When I look at my own journey in life, I see that pain has never been a bad thing. Pain has never been the bottom of something, or the end of something – it has just been a layer. If I have the willingness and openness to face it and go through it – there is always beauty on the other side of it; Depth, Peace, Silence, Joy, Freedom…
My life in this moment is facing death. Living with fourth stage cancer. But still living.
I don!’t want to avoid life. Or death.
I don’t want to avoid whatever comes; of fears, of pains or sorrows.
I love life too much to reject parts of it or to not embrace the whole of it.
Still I catch myself these days, in protecting people around me from pain; Some times I avoid telling people about the physical pain I am having, to not worry them.
Or I focus on the “hope” that the treatment will work and that maybe I still have some time left in this body – when I talk with people about my sickness. To make it a little bit easier on them.
I know that I am in the hands of existence. It sinks in, as a deeper and deeper relief in me; I am not in my hands.
It is not up to me to “fix” this.
It is not up to me to decide; when I will leave this body, and what will happen until then.
And anyway, no matter what;
E v e r y t h i n g
i s
f i n e.
E v e r y t h i n g
i s
p e r f e c t.
A s
i t
i s.
My life has been so full of beauty. What more can I ask for?
I laugh a bit about myself, seeing I am accepting that I am not in my hands. But sometimes I still think that other people are in my hands 😂
As if they ever could be anything but free – the children of Existence Itself.

Problem:
Answer these questions about the reflection on living with cancer:
1. Rather than the bottom or the end of something, what has pain always been, according to the writer?
2. What stage of cancer is the writer living with?
3. What does the writer sometimes avoid telling people about, so as not to worry them?

Data for review:
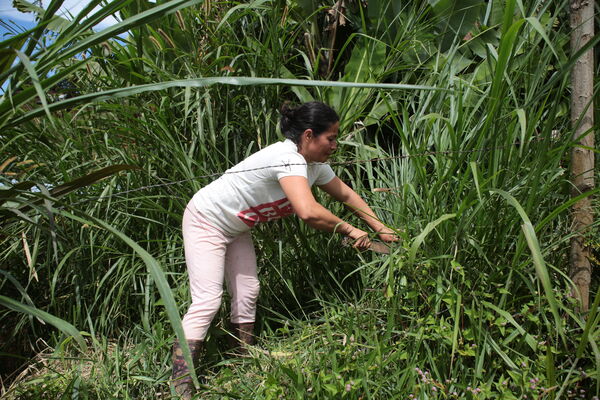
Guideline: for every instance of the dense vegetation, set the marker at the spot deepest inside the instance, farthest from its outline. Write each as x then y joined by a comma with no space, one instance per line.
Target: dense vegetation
460,140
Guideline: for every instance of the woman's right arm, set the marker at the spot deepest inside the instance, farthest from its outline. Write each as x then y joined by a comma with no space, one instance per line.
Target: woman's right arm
298,192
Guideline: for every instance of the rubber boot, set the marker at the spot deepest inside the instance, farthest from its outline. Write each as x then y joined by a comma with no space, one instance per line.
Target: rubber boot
243,336
181,377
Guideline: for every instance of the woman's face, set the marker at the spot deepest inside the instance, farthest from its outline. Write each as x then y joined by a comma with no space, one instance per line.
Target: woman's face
319,148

Answer box:
1. A layer.
2. Fourth stage.
3. The physical pain the writer is having.